> **Short task**
How many lines of the material below contain the string "each"? Reply with the number alone.
-- BEGIN --
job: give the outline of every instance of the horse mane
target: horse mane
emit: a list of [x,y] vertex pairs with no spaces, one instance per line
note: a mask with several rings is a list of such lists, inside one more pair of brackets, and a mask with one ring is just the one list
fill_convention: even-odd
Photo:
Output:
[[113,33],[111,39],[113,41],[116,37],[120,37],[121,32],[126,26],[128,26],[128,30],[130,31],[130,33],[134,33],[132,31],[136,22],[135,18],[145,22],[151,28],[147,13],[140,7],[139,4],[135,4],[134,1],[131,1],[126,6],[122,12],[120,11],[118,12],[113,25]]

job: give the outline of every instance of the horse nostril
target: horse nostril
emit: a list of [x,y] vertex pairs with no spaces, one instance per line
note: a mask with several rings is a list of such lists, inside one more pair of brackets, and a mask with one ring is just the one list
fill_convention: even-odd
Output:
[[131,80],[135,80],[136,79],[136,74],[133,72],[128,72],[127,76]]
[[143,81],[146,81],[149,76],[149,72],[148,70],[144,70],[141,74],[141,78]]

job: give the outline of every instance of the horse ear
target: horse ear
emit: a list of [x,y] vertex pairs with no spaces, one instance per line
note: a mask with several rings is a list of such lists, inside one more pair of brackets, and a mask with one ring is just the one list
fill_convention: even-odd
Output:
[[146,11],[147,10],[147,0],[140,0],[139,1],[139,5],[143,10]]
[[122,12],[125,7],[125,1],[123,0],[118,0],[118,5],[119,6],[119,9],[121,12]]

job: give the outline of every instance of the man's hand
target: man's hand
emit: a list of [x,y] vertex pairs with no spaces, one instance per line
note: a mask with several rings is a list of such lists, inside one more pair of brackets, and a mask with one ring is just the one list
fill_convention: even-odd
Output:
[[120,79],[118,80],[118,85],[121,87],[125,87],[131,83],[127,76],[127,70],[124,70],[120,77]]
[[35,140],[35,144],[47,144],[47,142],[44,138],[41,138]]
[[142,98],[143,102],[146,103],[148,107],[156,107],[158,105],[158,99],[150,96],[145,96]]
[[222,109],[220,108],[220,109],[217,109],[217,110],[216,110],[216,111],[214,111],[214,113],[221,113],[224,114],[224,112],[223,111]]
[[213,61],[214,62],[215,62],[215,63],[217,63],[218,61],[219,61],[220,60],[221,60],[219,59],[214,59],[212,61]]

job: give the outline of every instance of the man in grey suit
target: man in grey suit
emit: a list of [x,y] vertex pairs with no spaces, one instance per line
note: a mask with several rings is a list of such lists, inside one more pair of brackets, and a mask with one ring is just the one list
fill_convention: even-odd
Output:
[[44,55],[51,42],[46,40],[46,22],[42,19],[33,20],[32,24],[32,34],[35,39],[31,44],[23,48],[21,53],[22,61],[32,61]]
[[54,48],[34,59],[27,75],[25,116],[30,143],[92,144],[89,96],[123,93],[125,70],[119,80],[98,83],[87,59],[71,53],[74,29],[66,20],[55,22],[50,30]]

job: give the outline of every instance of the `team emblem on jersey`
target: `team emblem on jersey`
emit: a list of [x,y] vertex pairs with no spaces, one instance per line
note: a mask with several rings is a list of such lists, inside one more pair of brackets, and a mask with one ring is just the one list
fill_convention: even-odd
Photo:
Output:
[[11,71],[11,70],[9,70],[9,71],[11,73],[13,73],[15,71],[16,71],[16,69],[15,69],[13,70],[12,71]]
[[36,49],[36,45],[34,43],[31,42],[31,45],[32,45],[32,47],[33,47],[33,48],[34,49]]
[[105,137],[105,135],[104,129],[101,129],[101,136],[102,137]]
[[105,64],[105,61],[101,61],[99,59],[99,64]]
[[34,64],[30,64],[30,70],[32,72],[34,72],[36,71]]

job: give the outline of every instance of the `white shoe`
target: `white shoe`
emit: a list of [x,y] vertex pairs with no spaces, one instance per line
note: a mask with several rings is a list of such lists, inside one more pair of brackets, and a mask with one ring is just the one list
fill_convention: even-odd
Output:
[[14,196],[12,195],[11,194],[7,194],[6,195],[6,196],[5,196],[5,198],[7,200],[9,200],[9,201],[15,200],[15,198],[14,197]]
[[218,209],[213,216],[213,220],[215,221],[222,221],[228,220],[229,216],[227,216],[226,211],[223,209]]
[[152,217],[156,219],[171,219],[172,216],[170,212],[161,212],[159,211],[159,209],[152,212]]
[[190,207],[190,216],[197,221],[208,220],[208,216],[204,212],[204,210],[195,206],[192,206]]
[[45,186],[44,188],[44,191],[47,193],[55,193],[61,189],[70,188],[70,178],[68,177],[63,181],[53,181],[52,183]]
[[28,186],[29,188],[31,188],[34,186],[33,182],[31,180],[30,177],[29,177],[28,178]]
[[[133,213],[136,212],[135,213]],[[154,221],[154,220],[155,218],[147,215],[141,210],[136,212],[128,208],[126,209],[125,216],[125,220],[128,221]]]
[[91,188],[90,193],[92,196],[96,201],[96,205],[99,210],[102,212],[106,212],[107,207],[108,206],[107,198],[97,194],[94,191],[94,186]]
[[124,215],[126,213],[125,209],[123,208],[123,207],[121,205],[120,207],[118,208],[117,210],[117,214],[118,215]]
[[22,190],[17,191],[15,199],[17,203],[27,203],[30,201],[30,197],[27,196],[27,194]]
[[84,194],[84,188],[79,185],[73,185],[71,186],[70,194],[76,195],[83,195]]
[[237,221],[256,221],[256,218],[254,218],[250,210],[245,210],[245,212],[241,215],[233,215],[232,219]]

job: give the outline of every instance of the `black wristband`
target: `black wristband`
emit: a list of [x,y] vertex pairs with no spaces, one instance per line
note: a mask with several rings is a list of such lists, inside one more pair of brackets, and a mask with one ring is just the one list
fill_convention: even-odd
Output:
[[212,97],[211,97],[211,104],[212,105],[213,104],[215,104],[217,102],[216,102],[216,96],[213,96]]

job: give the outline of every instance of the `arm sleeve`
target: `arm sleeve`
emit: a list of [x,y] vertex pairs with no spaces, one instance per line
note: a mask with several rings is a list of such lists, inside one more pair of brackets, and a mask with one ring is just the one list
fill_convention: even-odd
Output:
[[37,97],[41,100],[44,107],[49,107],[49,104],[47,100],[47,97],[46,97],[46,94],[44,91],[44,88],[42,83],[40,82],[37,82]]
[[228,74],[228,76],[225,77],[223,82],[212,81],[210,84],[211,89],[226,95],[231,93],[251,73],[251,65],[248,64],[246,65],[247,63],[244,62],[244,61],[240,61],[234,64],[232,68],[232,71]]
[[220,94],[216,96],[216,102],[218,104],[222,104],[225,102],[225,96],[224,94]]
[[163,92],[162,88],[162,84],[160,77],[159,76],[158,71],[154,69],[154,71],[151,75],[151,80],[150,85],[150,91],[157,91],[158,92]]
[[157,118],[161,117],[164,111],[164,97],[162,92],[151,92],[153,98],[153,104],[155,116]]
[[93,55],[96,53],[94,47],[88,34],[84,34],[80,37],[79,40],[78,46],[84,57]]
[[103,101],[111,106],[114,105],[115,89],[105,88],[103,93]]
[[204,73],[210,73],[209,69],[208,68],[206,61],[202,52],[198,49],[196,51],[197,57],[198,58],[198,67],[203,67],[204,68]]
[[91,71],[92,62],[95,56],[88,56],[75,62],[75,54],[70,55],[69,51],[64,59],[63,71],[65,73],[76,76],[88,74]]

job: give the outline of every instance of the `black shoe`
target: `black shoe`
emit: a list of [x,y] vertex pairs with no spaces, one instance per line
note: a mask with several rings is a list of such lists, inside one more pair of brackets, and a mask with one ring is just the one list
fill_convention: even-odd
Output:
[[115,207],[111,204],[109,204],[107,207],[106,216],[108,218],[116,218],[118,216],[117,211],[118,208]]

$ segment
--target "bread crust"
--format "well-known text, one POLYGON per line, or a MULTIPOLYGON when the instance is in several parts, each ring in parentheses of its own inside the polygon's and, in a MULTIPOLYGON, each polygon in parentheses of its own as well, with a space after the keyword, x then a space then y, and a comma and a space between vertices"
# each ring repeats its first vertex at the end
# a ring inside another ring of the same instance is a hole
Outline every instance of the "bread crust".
-- END --
> **Result of this exercise**
2